### [PROBLEM TO SOLVE]
From the line with "Objective: locate each instance of the concrete pavement" to the line with "Objective: locate each instance of the man's", retype every line exactly, including those two, and leave out the rest of the data below.

### [DATA SECTION]

-------------------------

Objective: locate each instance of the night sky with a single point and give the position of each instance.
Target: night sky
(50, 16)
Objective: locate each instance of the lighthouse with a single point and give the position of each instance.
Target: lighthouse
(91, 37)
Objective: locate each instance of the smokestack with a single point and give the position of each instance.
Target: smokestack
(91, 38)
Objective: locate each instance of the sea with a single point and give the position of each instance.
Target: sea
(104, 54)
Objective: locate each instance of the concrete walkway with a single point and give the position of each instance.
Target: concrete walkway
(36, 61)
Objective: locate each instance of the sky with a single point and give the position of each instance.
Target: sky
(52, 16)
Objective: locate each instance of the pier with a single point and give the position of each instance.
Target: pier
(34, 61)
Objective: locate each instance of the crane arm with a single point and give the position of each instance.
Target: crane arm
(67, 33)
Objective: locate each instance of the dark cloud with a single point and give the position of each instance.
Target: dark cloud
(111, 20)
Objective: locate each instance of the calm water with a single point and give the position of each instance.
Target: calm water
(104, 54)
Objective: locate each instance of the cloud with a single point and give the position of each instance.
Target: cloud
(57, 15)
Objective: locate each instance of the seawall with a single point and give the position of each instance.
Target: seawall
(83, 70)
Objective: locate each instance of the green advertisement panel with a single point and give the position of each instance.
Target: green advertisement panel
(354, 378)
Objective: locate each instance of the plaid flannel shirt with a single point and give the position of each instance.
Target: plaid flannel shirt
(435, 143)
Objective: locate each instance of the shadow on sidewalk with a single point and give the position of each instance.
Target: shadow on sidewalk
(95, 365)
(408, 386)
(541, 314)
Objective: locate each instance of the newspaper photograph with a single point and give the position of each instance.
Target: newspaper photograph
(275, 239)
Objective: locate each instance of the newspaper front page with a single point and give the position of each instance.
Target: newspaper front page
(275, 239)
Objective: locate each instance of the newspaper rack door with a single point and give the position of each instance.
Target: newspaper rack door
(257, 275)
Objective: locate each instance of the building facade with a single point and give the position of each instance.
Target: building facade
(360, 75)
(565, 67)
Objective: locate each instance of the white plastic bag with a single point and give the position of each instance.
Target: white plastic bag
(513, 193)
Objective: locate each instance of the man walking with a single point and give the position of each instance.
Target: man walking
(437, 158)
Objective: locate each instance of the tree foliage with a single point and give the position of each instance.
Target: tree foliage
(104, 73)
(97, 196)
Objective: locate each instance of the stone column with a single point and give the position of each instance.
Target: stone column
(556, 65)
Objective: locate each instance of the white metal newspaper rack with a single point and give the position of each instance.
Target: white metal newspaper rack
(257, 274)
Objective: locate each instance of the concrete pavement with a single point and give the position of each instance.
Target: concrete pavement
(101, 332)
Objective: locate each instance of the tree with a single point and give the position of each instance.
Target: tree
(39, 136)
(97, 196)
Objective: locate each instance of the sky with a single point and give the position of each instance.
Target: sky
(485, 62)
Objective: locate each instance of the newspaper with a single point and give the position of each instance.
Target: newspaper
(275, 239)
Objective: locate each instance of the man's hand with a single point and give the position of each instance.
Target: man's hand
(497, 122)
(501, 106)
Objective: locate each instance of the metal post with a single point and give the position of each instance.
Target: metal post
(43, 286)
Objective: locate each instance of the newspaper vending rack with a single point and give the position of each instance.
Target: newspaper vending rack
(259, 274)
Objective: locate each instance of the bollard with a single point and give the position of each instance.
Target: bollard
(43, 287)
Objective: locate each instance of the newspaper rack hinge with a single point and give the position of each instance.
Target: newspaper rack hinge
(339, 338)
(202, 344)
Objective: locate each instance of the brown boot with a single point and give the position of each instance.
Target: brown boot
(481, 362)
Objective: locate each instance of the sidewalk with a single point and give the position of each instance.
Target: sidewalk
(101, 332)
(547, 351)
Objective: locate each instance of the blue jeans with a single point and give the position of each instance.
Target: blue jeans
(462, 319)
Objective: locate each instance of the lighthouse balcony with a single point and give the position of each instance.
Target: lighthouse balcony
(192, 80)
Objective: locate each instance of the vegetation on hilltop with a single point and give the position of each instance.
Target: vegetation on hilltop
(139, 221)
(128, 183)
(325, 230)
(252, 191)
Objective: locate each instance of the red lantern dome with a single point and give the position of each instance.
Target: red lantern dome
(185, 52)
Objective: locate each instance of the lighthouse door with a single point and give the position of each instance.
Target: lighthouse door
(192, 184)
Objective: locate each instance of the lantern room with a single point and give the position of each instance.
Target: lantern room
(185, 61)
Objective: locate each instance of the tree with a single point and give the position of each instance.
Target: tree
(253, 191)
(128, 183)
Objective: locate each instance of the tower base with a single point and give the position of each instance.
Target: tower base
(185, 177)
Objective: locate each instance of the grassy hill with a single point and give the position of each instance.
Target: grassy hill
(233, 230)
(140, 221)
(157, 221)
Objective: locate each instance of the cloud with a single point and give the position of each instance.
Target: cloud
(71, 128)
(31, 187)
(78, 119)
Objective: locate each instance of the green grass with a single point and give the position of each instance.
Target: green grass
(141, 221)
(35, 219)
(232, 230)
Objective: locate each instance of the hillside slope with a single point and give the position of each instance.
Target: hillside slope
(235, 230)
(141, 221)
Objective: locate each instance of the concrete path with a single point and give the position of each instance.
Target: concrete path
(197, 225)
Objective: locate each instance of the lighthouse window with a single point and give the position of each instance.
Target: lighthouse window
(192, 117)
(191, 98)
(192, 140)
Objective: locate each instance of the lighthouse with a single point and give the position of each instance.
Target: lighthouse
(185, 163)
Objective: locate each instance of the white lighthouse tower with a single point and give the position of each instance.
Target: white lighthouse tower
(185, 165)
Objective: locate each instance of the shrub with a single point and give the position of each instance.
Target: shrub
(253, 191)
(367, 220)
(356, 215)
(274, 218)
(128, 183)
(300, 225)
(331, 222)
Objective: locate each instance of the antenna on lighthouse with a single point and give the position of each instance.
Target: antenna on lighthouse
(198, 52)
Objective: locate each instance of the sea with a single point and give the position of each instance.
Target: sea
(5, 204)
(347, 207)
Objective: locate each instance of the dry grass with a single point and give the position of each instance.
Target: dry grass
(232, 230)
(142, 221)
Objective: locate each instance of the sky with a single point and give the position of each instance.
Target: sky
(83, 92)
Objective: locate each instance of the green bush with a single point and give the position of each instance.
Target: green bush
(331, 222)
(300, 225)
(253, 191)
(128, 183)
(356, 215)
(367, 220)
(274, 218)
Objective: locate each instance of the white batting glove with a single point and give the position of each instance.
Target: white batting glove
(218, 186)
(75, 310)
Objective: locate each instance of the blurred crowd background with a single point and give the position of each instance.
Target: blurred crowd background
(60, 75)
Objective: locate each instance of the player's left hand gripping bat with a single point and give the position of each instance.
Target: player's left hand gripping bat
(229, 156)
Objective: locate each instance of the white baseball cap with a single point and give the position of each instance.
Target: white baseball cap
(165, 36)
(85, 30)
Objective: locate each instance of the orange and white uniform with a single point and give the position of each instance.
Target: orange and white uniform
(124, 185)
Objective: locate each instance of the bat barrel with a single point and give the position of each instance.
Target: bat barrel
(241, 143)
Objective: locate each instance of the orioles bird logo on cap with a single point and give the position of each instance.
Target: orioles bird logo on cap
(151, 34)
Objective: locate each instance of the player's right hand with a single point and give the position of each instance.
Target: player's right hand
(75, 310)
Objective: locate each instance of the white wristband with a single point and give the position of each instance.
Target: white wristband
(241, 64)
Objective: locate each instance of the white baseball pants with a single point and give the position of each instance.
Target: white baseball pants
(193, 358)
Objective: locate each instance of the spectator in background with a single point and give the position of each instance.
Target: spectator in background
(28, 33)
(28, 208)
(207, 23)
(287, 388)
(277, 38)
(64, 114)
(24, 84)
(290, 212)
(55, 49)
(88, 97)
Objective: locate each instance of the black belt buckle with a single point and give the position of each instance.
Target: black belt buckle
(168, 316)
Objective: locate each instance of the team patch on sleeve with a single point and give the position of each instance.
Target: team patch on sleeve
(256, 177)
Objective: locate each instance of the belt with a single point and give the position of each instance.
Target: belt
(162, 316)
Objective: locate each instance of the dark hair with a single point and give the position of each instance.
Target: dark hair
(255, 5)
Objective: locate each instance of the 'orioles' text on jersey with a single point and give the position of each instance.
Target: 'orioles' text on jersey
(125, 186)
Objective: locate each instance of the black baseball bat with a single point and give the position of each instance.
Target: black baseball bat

-------------------------

### [RESULT FOR THIS EXERCISE]
Objective: locate each instance of the concrete pavement with a single point and give the position of each instance.
Target: concrete pavement
(101, 332)
Objective: locate each instance of the tree with a single point and give the position of each instance.
Target: tree
(39, 136)
(97, 196)
Objective: locate each instance of the sky with a single point and give the position of each instance.
Target: sky
(485, 62)
Objective: locate each instance of the newspaper with a single point and give the position of each instance.
Target: newspaper
(275, 239)
Objective: locate each instance of the man's hand with a single point and give the position of each instance.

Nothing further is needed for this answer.